------ Text passage ------

Wow, this is really powerful one-shot - I could tell immediately.

I like that you focused on the minor characters, because that never seems to happen very much, and minor characters are just so much fun to write about, in my opinion.

The repetition of "He was coming" really ties the whole story together, constantly reminding the reader that she's basically waiting for her own death, instead of just casually pondering her life. She's facing death, and it just makes it all that more dramatic.

The entire one-shot is kind of mysterious, and there are a lot of things that aren't explained to the reader. Of course, since this is a short little piece, that's perfectly acceptable, as there's no way you could explain everything in such a short span of time. It also adds this nice little aura of confusion on the reader, which I like.

Your descriptions are beautiful, and quite vivid. I can clearly see everything you describe, from Dorcas's complexion to the abandoned street. I LOVE description, so reading all of this made me quite happy.

You really do tap into her emotions, showing the pain of love lost. Her sense of hopelessness and sadness is quite tangible, and gives the reader a clear insight into what she's thinking.

I would have loved to see you develop each of the characters a little more, but as I said earlier, it's a one-shot, so you are somewhat limited. It might have been nice to focus a little bit on Dorcas's past, on what made her so special that Voldemort had to kill her himself.

Right at the end, I noticed a few little spelling errors. Both "tilted" and "Dorcas" are misspelled in the last paragraph or two. Other than that, I really didn't notice much to CC on.

This was beautifully written, and I really enjoyed reviewing it!


Author's Response: Thank you for your lovely review. I'm sorry for the late response! I've been so behind on responses to reviews and I thought today would be the day to try and catch up!

Thanks for this! I'm pleased that you felt I was able to tap into some of the emotions of the character. That was my main aim with this story was to try and express something about a person as they face death. It's also one of my favourite things about ff is that it allows me to explore people's feelings and the psychology behind situations.

I tried to create enough backstory and I think that is the one thing that is lacking with this story is that there isn't enough however it is a short piece and it is hard to put everything into it without there being too much information. Finding the balance is hard for me.

Thank you for your comments and thoughts!

------

→ Set task 1:
According to the review, which two words are misspelled near the end of the one-shot?
The review above and the entries that follow are unrelated material.

------ Provided material ------

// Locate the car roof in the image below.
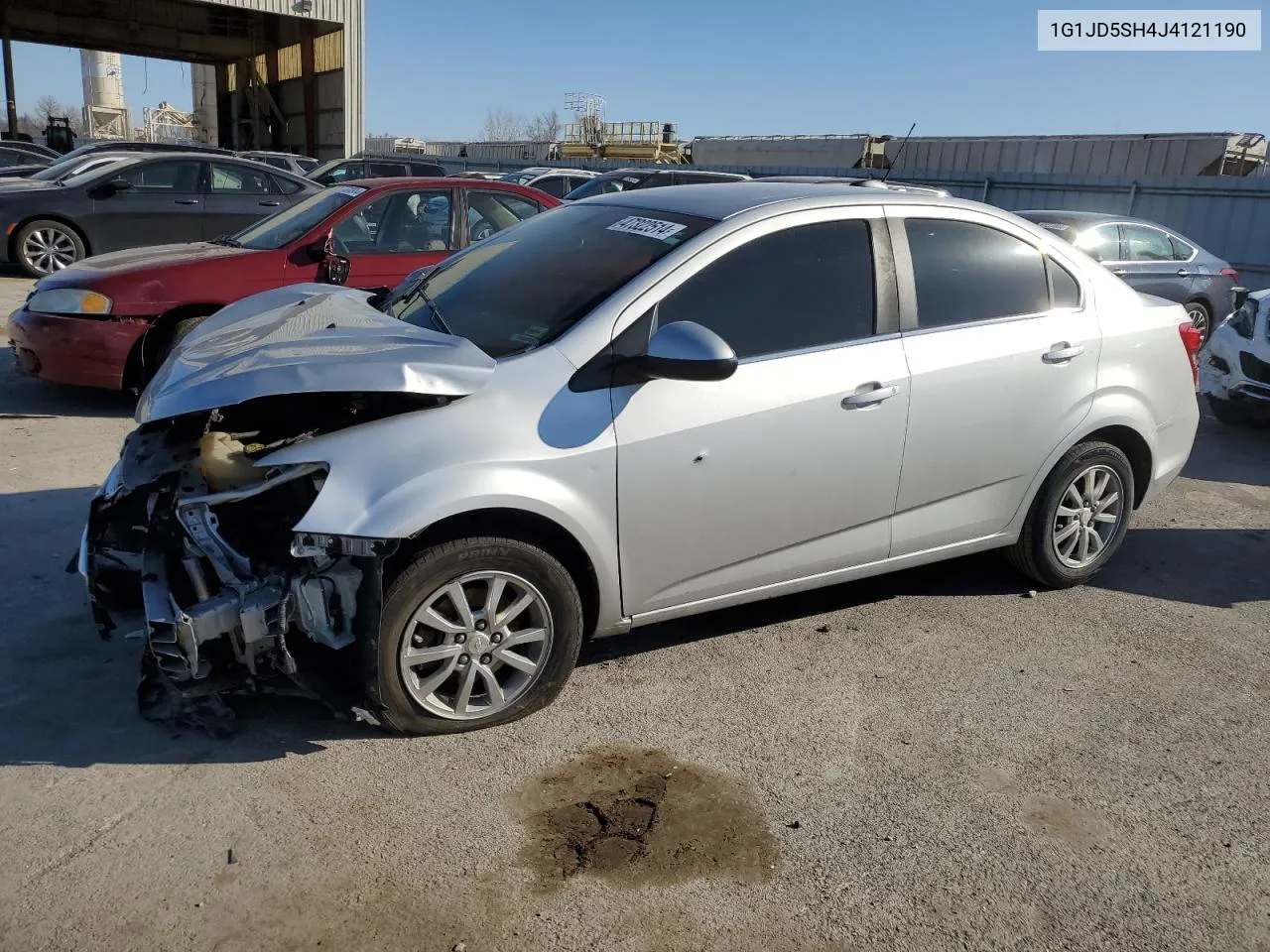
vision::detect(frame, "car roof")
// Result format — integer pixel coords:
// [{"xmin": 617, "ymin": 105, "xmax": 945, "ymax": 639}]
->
[
  {"xmin": 1015, "ymin": 208, "xmax": 1122, "ymax": 225},
  {"xmin": 340, "ymin": 176, "xmax": 552, "ymax": 199},
  {"xmin": 581, "ymin": 178, "xmax": 984, "ymax": 221}
]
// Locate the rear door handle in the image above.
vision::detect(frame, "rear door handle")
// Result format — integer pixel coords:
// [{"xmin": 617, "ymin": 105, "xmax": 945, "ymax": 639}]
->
[
  {"xmin": 1040, "ymin": 340, "xmax": 1084, "ymax": 363},
  {"xmin": 842, "ymin": 384, "xmax": 899, "ymax": 410}
]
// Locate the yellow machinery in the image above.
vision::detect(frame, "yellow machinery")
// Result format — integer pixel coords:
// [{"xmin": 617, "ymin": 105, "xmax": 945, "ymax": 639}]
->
[{"xmin": 560, "ymin": 115, "xmax": 687, "ymax": 164}]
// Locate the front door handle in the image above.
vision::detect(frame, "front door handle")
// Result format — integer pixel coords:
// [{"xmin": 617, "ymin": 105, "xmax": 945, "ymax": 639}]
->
[
  {"xmin": 1040, "ymin": 340, "xmax": 1084, "ymax": 363},
  {"xmin": 842, "ymin": 382, "xmax": 899, "ymax": 410}
]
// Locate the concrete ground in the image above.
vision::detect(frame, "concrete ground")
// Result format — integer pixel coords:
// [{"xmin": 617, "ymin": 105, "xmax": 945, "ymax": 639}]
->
[{"xmin": 0, "ymin": 270, "xmax": 1270, "ymax": 952}]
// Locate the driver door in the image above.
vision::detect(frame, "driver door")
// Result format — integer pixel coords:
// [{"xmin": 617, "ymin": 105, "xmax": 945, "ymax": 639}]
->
[
  {"xmin": 612, "ymin": 207, "xmax": 908, "ymax": 616},
  {"xmin": 334, "ymin": 187, "xmax": 458, "ymax": 291}
]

------

→ Set task 2:
In the entries, begin at the line that has "front door handle in the image above." and continue through the final line of the entries. Rewrite those lines with "Locate" changed to "Find", keeping everything else the same.

→ Expected answer 1:
"Tilted" and "Dorcas" are misspelled in the last paragraph or two.

→ Expected answer 2:
// Find the front door handle in the image above.
vision::detect(frame, "front door handle")
// Result format — integer pixel coords:
// [{"xmin": 617, "ymin": 105, "xmax": 945, "ymax": 639}]
->
[
  {"xmin": 1040, "ymin": 340, "xmax": 1084, "ymax": 363},
  {"xmin": 842, "ymin": 382, "xmax": 899, "ymax": 410}
]
// Find the concrete ground in the image above.
vision::detect(frame, "concrete ground")
// Result format — integer pixel coords:
// [{"xmin": 617, "ymin": 105, "xmax": 945, "ymax": 639}]
->
[{"xmin": 0, "ymin": 270, "xmax": 1270, "ymax": 952}]
// Find the driver door in the image above.
vision::detect(frame, "driver door")
// Result format — integer pixel coords:
// [{"xmin": 617, "ymin": 105, "xmax": 945, "ymax": 639}]
->
[
  {"xmin": 612, "ymin": 207, "xmax": 908, "ymax": 616},
  {"xmin": 334, "ymin": 187, "xmax": 458, "ymax": 291}
]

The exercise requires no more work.